━━━ DATA LINES
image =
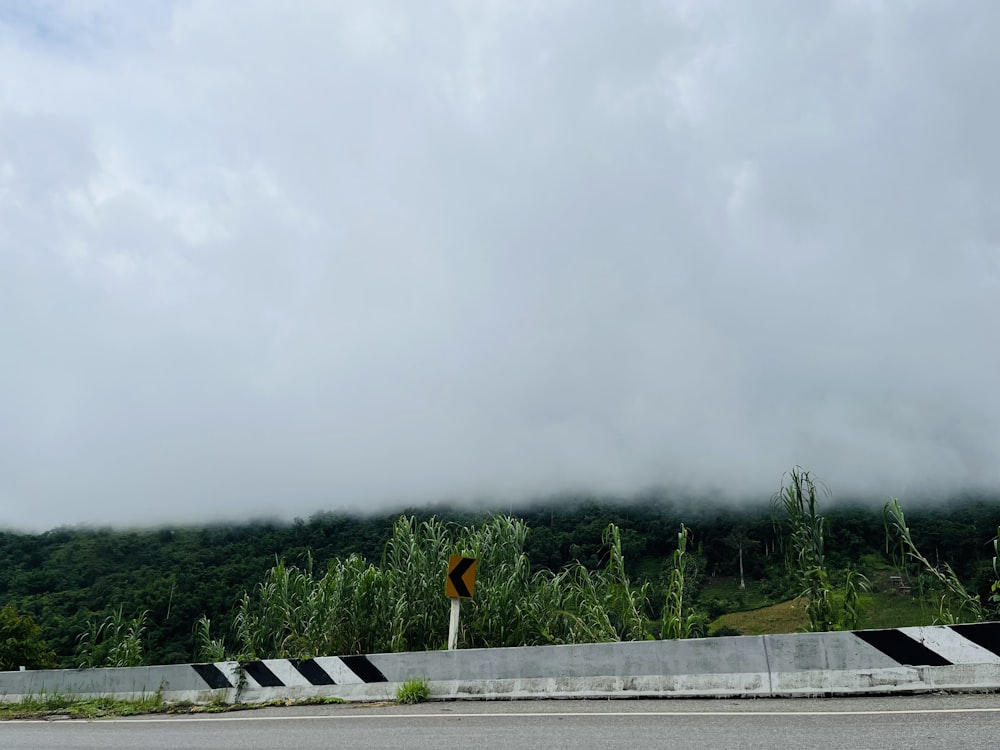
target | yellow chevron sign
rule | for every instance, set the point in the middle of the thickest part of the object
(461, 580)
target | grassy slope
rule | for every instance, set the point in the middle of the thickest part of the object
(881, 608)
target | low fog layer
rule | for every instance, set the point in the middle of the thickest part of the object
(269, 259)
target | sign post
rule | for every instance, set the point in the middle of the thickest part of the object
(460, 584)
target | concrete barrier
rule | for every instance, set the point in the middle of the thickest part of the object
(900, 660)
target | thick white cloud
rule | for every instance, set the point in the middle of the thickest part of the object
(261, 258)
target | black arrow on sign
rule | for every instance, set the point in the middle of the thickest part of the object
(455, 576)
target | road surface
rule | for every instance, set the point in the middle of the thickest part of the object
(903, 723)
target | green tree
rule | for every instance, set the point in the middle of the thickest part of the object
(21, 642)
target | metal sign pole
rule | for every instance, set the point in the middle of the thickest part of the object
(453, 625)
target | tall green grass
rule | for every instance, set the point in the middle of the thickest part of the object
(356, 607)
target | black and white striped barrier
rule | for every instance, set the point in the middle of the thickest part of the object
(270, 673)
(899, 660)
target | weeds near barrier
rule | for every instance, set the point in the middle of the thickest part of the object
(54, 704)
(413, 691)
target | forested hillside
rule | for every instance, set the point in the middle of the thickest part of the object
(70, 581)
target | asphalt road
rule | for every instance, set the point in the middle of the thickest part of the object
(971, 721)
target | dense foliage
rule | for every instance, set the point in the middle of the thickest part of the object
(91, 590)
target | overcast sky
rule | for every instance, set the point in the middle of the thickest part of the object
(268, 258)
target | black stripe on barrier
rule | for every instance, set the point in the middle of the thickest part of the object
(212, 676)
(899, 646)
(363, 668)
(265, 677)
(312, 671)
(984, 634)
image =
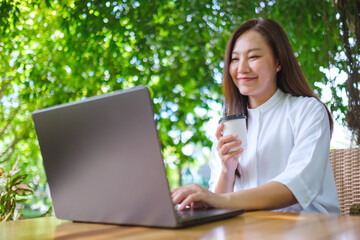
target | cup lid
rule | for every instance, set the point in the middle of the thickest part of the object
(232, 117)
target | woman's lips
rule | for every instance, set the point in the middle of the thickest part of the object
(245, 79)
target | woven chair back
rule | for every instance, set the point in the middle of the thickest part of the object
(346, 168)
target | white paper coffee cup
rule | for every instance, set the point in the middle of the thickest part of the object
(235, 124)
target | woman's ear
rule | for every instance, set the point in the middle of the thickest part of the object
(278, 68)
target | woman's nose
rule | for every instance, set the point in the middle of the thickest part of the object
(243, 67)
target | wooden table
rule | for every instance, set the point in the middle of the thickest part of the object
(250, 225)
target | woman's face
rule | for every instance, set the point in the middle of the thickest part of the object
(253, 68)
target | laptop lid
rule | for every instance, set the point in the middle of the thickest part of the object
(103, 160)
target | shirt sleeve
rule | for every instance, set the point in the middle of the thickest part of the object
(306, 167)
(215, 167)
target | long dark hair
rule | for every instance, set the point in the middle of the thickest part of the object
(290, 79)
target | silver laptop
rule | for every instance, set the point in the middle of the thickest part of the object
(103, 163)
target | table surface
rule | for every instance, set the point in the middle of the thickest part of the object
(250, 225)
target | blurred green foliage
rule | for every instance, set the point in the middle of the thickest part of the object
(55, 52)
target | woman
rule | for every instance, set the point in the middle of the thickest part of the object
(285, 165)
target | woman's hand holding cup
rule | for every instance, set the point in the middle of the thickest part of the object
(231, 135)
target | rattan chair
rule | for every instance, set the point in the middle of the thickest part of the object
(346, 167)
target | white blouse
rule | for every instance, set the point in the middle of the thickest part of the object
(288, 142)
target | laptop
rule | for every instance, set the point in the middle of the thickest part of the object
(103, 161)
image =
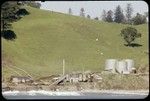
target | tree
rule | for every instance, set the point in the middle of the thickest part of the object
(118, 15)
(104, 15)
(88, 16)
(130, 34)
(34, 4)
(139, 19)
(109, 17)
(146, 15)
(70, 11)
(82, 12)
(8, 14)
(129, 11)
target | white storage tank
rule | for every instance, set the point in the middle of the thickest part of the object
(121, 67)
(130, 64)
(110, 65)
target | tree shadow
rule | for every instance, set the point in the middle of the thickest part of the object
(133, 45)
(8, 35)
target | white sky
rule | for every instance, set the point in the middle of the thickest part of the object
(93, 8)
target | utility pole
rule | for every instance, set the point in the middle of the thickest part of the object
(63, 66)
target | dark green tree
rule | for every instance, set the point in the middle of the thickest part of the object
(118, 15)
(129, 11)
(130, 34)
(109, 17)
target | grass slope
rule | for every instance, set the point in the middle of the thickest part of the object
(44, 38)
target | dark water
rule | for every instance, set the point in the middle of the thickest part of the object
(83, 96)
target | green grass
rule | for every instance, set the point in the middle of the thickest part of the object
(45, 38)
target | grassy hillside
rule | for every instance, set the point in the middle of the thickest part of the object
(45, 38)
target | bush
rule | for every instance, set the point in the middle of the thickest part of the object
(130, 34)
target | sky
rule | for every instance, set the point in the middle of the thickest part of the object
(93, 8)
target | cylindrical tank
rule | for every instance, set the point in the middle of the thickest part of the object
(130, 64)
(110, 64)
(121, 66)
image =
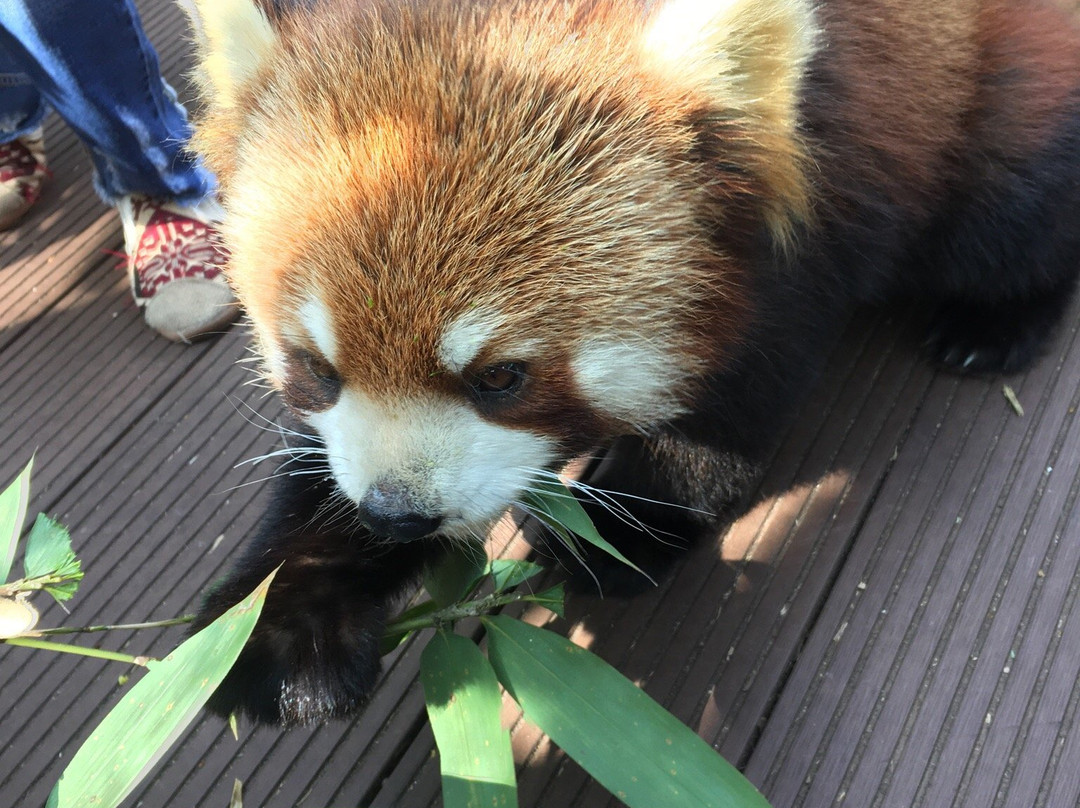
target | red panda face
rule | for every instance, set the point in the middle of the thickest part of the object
━━━━━━
**PROBLEM STATEMENT**
Format the stretch from the line containing "target | bush" through the end of the records as a numbered list, skipping any blank lines. Leave the pictures out of your answer.

**THE ANSWER**
1. target | bush
2. rule | for every instance, set the point in the middle of the thickest part of the object
3. (130, 34)
4. target | sky
5. rule | for every instance, set the point in the middle of the thickest part of the object
6. (93, 8)
7. target | cylindrical tank
8. rule | for every instance, set the point in the middle of the thickest part of the object
9. (130, 64)
10. (110, 64)
11. (121, 66)
12. image =
13. target | red panda face
14. rule | for every instance, set the point in the middle of the thickest part of the object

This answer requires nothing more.